• **Activity**
For each line of the listing that holds "evenodd", show the full line.

+++ Excerpted records

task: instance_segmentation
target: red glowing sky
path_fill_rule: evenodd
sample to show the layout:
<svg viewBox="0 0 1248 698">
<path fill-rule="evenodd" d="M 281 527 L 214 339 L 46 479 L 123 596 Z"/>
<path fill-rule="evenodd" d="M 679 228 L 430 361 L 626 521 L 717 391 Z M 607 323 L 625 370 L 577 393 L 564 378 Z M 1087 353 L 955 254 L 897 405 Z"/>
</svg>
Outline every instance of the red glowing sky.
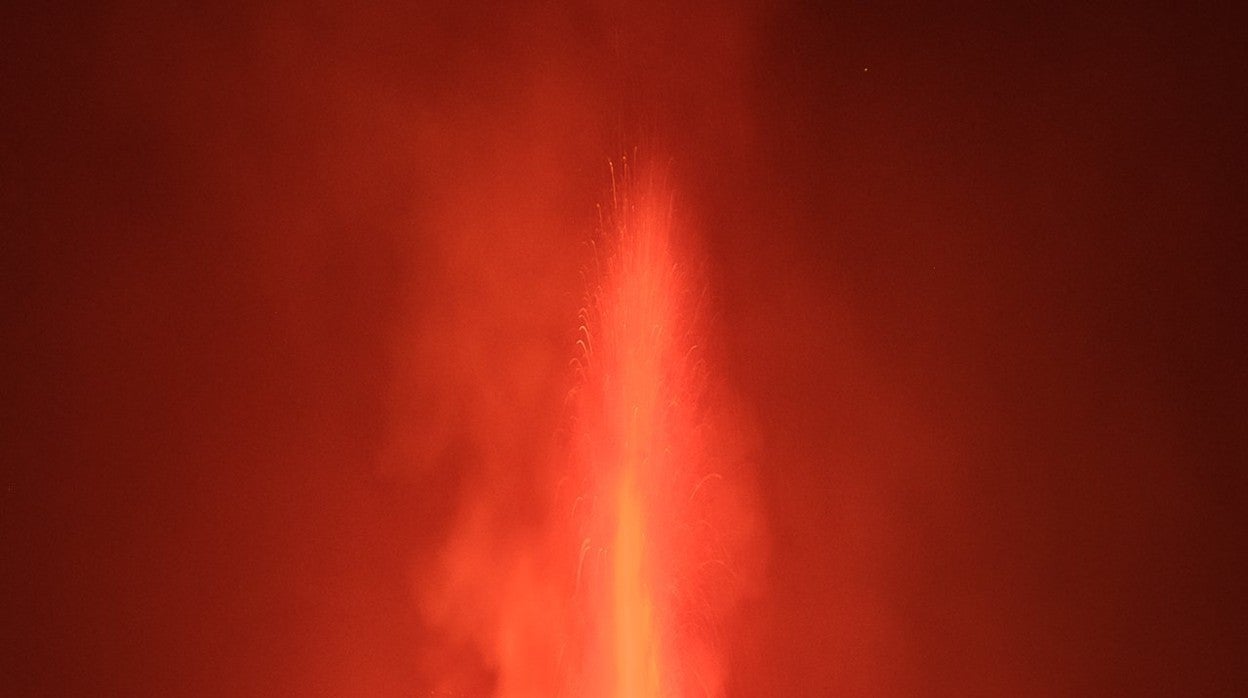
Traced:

++++++

• **Final answer**
path_fill_rule: evenodd
<path fill-rule="evenodd" d="M 281 527 L 214 339 L 46 479 L 123 596 Z"/>
<path fill-rule="evenodd" d="M 679 228 L 430 361 L 626 521 L 717 391 Z M 607 323 L 625 370 L 577 393 L 564 378 Z M 1087 353 L 955 254 L 897 405 Z"/>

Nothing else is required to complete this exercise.